▶ _What you are asked to do_:
Report each line of the records where "hand" occurs.

=======

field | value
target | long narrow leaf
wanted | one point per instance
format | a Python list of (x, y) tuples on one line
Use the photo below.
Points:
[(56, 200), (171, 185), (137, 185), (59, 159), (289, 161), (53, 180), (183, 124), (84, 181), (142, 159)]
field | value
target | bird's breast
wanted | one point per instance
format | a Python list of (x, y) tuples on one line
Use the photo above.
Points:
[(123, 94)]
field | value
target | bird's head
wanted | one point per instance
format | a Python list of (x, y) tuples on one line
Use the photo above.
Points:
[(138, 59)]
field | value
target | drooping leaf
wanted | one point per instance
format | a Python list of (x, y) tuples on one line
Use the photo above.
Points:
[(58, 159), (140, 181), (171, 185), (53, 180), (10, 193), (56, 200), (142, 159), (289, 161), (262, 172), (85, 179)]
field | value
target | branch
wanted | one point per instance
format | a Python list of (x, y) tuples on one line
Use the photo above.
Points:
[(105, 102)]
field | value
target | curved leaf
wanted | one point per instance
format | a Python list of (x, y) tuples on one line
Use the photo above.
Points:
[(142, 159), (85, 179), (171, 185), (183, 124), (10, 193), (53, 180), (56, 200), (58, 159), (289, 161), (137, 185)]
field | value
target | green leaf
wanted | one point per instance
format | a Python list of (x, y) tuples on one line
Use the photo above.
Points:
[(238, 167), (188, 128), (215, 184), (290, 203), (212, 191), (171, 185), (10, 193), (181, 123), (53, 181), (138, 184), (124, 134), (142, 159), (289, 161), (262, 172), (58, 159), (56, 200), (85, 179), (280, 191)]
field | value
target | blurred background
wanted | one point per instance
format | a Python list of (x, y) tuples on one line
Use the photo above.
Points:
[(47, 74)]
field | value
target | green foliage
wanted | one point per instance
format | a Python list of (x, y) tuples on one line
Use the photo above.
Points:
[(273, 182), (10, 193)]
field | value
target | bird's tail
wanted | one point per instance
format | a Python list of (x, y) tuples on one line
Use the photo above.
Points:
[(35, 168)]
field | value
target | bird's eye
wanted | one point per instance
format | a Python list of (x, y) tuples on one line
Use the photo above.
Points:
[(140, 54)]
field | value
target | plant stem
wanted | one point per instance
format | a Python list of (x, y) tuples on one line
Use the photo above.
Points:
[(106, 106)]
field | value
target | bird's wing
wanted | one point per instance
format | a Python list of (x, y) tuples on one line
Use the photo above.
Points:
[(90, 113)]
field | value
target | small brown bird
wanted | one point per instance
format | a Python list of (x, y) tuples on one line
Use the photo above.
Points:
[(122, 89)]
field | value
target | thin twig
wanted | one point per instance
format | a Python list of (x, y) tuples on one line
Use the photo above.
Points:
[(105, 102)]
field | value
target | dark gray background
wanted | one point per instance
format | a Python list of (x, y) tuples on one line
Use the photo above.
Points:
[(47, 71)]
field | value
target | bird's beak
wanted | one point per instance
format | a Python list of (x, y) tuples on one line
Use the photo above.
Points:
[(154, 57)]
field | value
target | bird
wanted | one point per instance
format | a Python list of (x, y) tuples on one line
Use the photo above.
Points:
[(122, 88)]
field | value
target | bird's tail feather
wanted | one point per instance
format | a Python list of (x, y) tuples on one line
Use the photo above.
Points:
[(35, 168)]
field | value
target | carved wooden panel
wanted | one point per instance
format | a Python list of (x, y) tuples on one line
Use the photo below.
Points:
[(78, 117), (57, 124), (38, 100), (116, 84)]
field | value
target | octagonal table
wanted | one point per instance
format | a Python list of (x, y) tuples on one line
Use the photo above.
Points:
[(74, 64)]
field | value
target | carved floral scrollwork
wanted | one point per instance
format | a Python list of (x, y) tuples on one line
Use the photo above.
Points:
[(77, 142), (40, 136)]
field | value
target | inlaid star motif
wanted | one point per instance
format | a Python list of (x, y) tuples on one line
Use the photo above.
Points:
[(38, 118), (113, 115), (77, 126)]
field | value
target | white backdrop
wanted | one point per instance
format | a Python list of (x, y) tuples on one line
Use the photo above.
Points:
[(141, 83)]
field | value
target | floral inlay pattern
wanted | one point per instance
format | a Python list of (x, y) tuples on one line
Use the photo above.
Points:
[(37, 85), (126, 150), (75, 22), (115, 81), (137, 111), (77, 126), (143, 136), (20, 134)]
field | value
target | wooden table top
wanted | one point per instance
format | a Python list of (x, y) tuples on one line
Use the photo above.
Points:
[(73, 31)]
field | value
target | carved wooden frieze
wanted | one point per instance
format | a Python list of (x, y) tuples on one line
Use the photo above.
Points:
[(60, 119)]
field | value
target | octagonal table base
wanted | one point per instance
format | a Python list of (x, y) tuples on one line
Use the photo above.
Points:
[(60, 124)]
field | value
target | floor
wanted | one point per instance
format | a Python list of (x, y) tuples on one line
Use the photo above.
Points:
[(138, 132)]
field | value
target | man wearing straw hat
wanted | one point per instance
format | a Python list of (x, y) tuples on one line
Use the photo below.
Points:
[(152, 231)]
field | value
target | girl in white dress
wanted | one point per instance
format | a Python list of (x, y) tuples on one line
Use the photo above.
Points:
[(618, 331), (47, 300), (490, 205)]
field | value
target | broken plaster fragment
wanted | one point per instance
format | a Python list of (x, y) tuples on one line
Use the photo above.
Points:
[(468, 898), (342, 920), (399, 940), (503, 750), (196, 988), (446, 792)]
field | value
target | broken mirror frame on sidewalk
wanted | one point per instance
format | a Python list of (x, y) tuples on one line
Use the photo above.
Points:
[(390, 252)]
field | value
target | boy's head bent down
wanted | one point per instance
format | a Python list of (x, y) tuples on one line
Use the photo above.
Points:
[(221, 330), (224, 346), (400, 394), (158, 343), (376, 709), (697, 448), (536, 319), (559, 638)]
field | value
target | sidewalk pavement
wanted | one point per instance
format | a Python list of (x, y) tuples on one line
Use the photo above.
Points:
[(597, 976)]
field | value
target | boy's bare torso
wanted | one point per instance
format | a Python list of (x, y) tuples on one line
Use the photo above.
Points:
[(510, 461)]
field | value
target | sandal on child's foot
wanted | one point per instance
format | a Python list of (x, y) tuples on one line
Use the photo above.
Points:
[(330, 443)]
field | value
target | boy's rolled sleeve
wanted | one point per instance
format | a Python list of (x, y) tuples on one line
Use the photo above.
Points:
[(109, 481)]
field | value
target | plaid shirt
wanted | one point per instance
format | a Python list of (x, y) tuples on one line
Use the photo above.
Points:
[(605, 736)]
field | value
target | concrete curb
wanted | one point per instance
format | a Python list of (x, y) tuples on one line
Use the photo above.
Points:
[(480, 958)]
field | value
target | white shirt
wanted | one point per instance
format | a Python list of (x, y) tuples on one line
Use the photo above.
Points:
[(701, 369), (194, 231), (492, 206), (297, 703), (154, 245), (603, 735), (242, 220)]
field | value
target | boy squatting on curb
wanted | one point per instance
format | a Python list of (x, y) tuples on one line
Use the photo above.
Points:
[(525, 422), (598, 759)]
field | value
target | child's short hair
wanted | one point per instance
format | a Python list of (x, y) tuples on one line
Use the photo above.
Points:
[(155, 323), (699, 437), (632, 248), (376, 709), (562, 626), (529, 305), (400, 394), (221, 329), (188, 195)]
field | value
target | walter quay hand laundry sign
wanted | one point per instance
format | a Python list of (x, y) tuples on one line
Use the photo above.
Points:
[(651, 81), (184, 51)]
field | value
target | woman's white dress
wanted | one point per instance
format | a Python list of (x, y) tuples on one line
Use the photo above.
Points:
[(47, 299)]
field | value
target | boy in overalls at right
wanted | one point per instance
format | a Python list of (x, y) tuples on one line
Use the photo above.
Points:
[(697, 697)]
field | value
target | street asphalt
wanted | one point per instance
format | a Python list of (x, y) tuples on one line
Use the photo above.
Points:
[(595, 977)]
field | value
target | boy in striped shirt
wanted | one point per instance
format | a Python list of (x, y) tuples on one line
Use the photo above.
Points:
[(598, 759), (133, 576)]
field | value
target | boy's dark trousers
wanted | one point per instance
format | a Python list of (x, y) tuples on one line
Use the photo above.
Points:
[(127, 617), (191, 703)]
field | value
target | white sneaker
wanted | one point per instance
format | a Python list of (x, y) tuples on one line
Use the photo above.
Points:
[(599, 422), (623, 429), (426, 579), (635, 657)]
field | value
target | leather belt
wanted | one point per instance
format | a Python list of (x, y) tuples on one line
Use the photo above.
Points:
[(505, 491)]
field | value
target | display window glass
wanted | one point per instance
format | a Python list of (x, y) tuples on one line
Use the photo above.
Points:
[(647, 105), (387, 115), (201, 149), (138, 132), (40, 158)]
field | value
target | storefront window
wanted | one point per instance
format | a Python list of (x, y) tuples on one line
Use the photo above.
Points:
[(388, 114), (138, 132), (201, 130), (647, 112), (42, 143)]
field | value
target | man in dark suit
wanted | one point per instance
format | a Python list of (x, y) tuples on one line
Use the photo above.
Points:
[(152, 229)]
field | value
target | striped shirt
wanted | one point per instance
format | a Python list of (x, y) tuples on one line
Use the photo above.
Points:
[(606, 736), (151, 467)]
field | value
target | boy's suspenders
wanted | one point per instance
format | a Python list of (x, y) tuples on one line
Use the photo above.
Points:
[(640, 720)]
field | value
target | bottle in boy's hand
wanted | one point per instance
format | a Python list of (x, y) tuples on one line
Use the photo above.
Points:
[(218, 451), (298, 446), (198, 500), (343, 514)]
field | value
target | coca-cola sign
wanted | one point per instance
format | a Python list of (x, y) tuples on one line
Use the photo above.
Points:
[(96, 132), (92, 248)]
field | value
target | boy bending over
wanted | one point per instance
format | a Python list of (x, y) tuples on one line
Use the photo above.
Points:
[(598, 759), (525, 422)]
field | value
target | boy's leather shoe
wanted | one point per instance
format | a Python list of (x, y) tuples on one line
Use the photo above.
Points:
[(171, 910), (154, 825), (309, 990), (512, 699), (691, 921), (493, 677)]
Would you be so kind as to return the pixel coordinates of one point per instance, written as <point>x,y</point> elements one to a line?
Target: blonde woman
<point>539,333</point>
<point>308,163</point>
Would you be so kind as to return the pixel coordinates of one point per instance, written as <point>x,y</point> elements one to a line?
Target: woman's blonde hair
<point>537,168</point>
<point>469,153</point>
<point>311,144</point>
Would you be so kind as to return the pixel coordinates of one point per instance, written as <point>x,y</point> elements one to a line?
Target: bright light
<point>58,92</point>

=======

▶ _Answer to this problem_:
target | walter quay hand laundry sign
target | bottle in boy's hand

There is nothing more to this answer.